----- SOURCE PASSAGE

Writing Wednesday: Writing Historical Fiction

Writing Historical Fiction

This advice was given by author Phil Carradice at the Swansea & District Writers Circle.

Historical fiction remains one of the most popular of all genres. The reading public seems to be infatuated with the past and, as a result, fiction based on or around historical events has survived the ‘assault’ of fantasy, romance, realism and so on and will undoubtedly continue to do so.

Over the next four or five years expect a surge of historical books, thanks to the two World War anniversaries – a ready market, if you can write quickly! And if you are knowledgeable about the two periods in question.

However, if you are intending to write historical fiction one thing is imperative – that you have – or develop – a feel for history. To some extent this has to be intuitive because without it your writing will be lacking in atmosphere. And, forget plot and conflict, atmosphere in historical writing is 75% of the product.

If history was taught through stories we would remember more – Rudyard Kipling

  • One of the great advantages of historical fiction is that the plot already exists – or part of it, at least. The defeat of the Spanish Armada, the Indian mutiny, the Battle of the Somme – they actually happened. You don’t have to invent them (although Hollywood usually tries to reinvent much of the past).
  • To make historical fiction really effective however, it’s not enough just to retell the story of the Crimean War or the Iron Age. That’s factual history. You have to create or invent your story within the framework of the actual event, that’s what makes it fiction. But the broad framework is, at least, already there.
  • Use the three p’s – places, people and problem. Voldemort is the most important person in Harry Potter because he links to the problem.
  • Place. This is one element that writers often fail to fully develop. But a sense of place – good or bad – is essential to the success of historical fiction. Place is the one most writers fail at – try writing about a place you really love or hate.
  • People. Characters are the lifeblood of all fiction. With historical fiction you have a choice – is your main character real? Or is he/she an invention? Both can be effective but I tend to think there is more scope with fictionalised characters.
  • Problem. Sometimes called conflict, this simply means presenting your characters with difficulties that they have to overcome – or not, as the case may be. Don’t have to resolve everything at the end.
  • For historical fiction there are three basic styles or formats – the relationship, the uninvited guest and the quest.

----------
----- SUPPLIED RECORDS

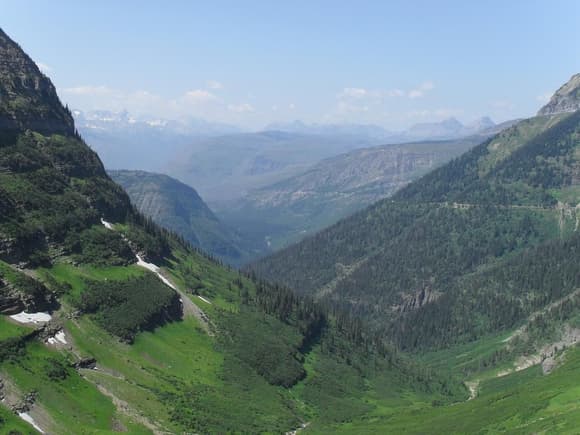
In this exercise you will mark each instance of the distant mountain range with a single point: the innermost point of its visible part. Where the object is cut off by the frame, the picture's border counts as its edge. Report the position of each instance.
(485, 244)
(226, 168)
(124, 141)
(449, 128)
(289, 210)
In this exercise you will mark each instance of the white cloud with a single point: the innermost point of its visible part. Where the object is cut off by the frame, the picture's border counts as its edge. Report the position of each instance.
(214, 84)
(44, 67)
(544, 98)
(241, 108)
(395, 93)
(199, 96)
(345, 107)
(421, 90)
(353, 93)
(503, 105)
(434, 115)
(89, 90)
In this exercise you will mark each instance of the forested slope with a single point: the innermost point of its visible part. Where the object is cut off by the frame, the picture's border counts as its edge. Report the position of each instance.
(444, 260)
(110, 324)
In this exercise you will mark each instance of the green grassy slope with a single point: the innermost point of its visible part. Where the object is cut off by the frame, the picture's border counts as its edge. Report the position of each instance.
(524, 402)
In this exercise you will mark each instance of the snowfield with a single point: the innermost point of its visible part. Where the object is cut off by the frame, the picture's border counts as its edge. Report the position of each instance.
(27, 418)
(35, 318)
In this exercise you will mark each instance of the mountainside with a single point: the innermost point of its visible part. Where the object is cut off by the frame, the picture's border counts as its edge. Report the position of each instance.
(110, 324)
(28, 99)
(334, 188)
(470, 249)
(566, 99)
(179, 208)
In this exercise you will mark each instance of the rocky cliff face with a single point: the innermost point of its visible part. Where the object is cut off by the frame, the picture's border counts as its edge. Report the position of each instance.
(566, 99)
(28, 99)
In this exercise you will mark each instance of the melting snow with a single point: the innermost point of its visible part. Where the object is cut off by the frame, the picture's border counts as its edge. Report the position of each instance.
(27, 418)
(59, 337)
(107, 225)
(204, 299)
(36, 318)
(155, 269)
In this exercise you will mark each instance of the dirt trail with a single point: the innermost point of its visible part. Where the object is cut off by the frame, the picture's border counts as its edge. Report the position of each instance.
(129, 411)
(189, 308)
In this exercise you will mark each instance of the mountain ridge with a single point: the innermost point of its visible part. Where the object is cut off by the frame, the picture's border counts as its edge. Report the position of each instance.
(179, 208)
(411, 264)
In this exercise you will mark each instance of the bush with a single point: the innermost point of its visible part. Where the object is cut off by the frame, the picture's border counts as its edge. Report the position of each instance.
(124, 308)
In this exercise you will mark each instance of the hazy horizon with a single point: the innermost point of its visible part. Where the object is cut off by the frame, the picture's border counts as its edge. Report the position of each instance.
(254, 64)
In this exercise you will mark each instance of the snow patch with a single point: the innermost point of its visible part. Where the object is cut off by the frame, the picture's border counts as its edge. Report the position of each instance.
(204, 299)
(107, 225)
(59, 337)
(27, 418)
(35, 318)
(155, 269)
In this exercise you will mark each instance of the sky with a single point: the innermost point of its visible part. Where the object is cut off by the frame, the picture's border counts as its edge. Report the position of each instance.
(250, 63)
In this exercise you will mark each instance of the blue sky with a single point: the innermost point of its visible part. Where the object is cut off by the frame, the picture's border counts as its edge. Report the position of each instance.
(392, 63)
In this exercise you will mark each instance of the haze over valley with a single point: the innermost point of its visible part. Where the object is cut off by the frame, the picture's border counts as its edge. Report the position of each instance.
(302, 218)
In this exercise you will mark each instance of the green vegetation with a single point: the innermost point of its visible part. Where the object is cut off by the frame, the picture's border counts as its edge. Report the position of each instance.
(125, 307)
(178, 207)
(471, 249)
(524, 402)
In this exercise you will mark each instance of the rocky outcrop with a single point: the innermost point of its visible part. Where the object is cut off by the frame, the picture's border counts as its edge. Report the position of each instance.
(28, 100)
(566, 99)
(417, 300)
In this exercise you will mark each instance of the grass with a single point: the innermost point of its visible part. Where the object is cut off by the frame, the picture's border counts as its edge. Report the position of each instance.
(72, 402)
(76, 275)
(523, 402)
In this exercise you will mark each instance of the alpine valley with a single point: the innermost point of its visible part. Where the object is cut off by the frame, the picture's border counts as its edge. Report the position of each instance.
(450, 306)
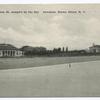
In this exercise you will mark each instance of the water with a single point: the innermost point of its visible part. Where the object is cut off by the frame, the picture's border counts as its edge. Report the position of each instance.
(82, 79)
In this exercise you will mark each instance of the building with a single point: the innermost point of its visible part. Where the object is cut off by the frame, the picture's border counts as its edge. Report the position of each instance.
(30, 51)
(7, 50)
(94, 49)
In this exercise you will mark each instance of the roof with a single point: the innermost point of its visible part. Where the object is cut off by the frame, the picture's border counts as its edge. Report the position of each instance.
(7, 47)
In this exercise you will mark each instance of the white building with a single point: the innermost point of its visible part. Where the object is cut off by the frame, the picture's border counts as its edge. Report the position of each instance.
(7, 50)
(94, 49)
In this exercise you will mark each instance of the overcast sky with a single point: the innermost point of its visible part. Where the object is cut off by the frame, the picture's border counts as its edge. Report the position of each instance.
(77, 31)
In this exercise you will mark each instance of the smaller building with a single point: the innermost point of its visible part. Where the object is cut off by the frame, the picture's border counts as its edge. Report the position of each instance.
(94, 49)
(7, 50)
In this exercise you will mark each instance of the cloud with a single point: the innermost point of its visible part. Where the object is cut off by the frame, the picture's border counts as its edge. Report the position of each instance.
(51, 31)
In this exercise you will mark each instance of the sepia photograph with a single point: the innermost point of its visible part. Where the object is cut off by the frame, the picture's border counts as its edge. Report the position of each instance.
(49, 50)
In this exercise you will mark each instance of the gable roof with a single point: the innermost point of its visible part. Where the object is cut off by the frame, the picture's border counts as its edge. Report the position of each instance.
(7, 47)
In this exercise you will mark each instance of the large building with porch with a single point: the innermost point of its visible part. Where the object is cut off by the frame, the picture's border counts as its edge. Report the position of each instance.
(8, 50)
(94, 49)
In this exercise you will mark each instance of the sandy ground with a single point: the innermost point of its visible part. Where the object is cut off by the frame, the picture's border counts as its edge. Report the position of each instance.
(81, 79)
(11, 63)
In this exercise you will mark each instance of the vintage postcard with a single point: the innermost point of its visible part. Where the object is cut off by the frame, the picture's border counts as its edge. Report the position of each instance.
(50, 50)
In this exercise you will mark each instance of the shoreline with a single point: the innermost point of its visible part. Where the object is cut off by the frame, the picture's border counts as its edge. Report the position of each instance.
(10, 63)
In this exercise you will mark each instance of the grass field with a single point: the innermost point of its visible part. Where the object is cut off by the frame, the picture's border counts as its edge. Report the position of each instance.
(9, 63)
(82, 79)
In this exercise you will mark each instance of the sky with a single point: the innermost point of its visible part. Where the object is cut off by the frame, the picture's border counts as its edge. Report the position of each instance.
(75, 30)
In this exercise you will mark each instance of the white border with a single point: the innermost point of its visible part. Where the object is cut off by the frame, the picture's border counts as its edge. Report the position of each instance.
(46, 1)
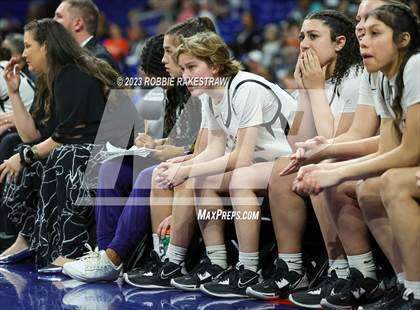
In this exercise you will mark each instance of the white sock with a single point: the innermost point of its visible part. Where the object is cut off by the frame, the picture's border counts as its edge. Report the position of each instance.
(400, 278)
(341, 267)
(156, 245)
(414, 286)
(364, 263)
(176, 254)
(249, 260)
(294, 261)
(217, 255)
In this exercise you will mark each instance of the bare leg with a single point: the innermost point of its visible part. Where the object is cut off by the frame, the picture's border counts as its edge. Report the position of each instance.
(288, 211)
(328, 229)
(160, 203)
(184, 220)
(348, 218)
(20, 244)
(208, 191)
(377, 219)
(243, 188)
(399, 191)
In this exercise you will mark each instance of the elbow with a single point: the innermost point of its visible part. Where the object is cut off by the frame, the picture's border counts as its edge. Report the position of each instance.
(412, 159)
(240, 163)
(29, 138)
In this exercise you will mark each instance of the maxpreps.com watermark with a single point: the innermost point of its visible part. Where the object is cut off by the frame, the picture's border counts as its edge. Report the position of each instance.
(212, 215)
(171, 81)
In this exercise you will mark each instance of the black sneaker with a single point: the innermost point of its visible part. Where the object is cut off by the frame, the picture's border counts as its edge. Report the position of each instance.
(405, 301)
(280, 285)
(152, 264)
(205, 272)
(160, 278)
(393, 293)
(231, 283)
(358, 291)
(312, 297)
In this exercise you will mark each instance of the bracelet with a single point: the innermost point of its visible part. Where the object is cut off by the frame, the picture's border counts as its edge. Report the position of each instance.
(34, 150)
(187, 150)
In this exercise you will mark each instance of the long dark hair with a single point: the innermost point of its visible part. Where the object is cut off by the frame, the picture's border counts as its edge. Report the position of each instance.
(348, 56)
(180, 95)
(62, 49)
(401, 19)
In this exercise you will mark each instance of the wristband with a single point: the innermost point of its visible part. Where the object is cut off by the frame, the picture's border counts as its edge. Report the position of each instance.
(34, 150)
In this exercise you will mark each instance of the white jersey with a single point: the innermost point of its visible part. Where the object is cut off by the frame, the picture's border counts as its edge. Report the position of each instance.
(250, 100)
(26, 90)
(204, 117)
(343, 98)
(411, 92)
(368, 88)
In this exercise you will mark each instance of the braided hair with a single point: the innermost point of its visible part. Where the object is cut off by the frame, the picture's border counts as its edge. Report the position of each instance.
(151, 63)
(178, 96)
(341, 25)
(401, 19)
(151, 57)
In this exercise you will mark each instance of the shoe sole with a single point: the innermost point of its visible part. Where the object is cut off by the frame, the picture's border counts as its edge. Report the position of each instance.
(303, 305)
(88, 280)
(326, 305)
(183, 287)
(251, 293)
(204, 290)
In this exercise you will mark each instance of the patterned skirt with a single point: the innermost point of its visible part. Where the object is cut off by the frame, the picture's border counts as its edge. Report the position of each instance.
(44, 203)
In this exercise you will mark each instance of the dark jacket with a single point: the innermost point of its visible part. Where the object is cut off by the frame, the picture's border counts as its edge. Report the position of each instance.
(99, 51)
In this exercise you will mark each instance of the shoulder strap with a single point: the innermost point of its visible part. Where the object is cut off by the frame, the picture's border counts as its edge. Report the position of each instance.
(283, 121)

----------

JOB 1:
Print the passage of the historical fiction advice from "If history was" up to and including "to the problem.".
JOB 2:
In the historical fiction advice, what are the three p's?

RESPONSE 1:
If history was taught through stories we would remember more – Rudyard Kipling

  • One of the great advantages of historical fiction is that the plot already exists – or part of it, at least. The defeat of the Spanish Armada, the Indian mutiny, the Battle of the Somme – they actually happened. You don’t have to invent them (although Hollywood usually tries to reinvent much of the past).
  • To make historical fiction really effective however, it’s not enough just to retell the story of the Crimean War or the Iron Age. That’s factual history. You have to create or invent your story within the framework of the actual event, that’s what makes it fiction. But the broad framework is, at least, already there.
  • Use the three p’s – places, people and problem. Voldemort is the most important person in Harry Potter because he links to the problem.

RESPONSE 2:
Places, people and problem.